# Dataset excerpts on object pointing
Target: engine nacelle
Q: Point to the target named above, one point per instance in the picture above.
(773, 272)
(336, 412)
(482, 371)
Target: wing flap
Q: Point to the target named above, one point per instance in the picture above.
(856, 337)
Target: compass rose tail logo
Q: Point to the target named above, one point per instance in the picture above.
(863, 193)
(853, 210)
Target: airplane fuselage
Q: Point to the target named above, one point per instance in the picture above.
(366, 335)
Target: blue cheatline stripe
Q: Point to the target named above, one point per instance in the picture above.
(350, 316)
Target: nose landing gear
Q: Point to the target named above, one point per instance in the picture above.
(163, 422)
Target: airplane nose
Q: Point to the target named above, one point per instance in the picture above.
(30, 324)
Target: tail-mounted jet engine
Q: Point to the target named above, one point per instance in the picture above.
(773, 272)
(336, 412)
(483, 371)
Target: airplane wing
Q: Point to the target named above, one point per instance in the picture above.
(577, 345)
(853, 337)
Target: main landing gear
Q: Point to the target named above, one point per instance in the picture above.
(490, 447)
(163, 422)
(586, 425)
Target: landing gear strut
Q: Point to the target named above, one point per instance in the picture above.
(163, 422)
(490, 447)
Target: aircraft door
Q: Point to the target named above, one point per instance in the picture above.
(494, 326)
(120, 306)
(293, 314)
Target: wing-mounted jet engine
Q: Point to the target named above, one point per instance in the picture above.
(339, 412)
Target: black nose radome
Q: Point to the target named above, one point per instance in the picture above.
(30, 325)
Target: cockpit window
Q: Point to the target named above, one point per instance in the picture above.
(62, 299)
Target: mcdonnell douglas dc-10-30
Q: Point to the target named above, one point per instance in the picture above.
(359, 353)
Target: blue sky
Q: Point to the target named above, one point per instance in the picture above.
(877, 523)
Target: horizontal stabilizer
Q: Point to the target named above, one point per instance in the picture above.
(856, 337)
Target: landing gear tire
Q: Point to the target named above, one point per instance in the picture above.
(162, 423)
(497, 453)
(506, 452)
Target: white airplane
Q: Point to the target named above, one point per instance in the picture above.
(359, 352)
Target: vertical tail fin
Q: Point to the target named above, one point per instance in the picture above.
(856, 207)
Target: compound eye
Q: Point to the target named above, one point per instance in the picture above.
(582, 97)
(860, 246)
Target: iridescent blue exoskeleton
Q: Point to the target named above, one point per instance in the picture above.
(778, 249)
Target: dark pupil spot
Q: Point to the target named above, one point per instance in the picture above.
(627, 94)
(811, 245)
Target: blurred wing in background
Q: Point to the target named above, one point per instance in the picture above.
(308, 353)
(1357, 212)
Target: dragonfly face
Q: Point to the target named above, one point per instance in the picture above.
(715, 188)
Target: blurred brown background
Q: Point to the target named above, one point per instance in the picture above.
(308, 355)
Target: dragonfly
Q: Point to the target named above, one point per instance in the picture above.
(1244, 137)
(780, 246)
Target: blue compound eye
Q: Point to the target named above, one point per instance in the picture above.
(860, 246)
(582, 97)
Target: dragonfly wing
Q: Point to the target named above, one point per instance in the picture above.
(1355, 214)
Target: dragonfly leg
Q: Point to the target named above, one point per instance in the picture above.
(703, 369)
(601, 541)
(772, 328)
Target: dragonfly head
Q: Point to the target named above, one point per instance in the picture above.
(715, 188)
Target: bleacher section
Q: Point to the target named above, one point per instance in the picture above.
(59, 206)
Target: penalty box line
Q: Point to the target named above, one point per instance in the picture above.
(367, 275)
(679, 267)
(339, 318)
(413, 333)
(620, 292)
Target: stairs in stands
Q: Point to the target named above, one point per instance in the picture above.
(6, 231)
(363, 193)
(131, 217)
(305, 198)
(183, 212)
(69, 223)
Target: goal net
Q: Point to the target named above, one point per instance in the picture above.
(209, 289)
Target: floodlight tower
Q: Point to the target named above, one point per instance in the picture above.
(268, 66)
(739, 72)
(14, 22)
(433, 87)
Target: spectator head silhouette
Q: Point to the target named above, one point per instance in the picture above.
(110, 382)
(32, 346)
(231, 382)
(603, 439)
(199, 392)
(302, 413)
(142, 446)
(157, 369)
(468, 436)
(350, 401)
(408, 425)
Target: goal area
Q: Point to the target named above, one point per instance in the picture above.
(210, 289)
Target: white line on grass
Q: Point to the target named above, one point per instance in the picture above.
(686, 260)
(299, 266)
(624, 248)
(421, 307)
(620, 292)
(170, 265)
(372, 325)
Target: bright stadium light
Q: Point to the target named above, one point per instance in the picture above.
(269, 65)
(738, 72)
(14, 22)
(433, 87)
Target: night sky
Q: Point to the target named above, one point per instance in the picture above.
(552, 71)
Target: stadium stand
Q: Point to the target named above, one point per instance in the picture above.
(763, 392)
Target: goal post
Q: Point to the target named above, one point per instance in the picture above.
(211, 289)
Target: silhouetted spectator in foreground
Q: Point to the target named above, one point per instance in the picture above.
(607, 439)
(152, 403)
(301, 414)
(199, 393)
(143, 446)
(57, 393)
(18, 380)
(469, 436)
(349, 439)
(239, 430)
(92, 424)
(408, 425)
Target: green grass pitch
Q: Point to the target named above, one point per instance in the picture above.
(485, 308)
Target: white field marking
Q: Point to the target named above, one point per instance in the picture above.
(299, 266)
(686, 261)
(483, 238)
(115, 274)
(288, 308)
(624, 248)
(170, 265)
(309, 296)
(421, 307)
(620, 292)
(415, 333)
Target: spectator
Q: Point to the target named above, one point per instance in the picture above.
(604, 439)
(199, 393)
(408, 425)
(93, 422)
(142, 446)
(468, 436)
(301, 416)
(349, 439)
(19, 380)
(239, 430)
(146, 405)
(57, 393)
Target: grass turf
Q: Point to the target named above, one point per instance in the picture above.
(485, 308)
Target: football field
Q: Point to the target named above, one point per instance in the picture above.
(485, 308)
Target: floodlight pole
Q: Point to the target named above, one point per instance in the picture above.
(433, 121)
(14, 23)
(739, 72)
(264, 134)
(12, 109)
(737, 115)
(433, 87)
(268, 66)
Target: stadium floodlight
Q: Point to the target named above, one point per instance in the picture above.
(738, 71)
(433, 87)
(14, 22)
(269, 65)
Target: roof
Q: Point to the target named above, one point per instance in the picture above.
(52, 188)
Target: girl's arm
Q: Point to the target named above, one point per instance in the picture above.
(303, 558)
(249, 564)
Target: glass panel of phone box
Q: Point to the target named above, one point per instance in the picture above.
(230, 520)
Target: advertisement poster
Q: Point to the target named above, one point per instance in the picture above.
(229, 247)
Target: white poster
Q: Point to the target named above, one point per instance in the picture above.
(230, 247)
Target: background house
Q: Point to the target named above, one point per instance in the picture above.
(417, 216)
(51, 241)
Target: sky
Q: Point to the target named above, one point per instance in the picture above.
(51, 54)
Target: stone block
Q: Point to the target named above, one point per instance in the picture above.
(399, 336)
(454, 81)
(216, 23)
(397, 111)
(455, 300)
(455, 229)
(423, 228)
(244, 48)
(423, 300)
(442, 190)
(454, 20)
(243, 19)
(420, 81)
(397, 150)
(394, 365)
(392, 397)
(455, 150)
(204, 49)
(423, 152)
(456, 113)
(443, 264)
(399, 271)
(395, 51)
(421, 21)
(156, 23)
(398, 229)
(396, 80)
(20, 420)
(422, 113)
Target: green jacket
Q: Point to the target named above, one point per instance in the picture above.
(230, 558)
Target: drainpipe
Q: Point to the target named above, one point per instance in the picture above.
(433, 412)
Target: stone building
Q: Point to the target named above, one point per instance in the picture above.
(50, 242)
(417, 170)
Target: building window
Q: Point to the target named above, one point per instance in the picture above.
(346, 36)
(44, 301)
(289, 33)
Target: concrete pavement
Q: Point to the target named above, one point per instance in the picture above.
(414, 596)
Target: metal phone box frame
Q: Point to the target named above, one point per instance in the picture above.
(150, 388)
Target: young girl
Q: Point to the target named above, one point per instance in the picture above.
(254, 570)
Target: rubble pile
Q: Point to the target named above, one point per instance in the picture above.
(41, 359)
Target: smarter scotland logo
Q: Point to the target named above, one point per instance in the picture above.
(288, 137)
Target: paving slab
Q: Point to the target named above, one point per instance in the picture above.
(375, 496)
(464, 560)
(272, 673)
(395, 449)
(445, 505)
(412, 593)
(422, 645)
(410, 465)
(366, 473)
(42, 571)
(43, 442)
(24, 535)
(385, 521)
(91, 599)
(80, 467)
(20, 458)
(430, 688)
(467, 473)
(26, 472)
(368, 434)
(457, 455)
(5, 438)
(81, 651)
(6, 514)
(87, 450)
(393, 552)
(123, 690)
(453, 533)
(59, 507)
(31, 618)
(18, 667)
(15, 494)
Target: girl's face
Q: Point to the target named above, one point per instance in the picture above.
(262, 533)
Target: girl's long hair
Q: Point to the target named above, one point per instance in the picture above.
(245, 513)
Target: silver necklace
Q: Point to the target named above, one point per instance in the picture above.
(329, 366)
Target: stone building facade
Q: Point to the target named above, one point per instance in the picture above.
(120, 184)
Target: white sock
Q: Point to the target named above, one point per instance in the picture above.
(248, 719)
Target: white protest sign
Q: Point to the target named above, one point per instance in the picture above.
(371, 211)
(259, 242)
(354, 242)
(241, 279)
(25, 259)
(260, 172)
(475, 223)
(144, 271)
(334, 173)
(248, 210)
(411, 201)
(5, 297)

# INSTRUCTIONS FOR THE TASK
Return exactly the lines from the line bearing "Target: girl's face" to the end of the records, inclusive of both; include no other lines.

# FULL ANSWER
Target: girl's face
Q: Point to the target named above, one point per instance in the picture above.
(262, 533)
Target: girl's long hair
Q: Point to the target named above, one point per instance in the picture above.
(245, 513)
Target: silver necklace
Q: Point to the target named above, one point per instance in the picture above.
(329, 366)
Target: stone building facade
Q: Point to the target named above, one point per instance in the picture above.
(120, 184)
Target: white sock
Q: Point to the target named above, one point per instance in the picture above.
(248, 719)
Target: white protest sign
Q: Point to the target named above, one point per instance in the picture above.
(371, 211)
(259, 242)
(354, 242)
(241, 279)
(25, 259)
(260, 172)
(475, 223)
(144, 271)
(334, 173)
(248, 210)
(411, 201)
(5, 297)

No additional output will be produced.